┌────────
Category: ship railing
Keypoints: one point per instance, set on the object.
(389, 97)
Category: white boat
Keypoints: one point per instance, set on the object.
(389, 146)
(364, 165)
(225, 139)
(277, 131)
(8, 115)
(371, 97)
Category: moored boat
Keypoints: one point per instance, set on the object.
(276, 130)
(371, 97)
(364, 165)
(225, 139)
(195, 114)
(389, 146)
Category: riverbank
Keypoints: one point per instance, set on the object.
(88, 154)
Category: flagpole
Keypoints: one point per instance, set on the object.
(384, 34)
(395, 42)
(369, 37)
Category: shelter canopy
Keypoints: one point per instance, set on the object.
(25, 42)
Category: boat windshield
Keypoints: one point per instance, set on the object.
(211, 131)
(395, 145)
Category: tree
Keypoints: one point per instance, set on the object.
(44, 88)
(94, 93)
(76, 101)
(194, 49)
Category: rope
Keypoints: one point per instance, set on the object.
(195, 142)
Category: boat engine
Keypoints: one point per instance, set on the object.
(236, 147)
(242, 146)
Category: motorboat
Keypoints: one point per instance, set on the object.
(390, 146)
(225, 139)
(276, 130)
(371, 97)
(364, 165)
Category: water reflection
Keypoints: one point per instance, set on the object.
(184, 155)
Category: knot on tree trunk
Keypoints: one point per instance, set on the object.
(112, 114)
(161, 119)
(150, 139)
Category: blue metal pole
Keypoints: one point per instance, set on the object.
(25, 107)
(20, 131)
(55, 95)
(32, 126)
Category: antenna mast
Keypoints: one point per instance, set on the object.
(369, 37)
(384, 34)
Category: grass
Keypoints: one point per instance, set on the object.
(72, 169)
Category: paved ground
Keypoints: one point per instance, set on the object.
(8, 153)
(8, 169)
└────────
WHAT THIS TASK INVOLVES: I need the number of lines in the entries that include "tree"; please give that number and nothing else.

EXERCISE ANSWER: 2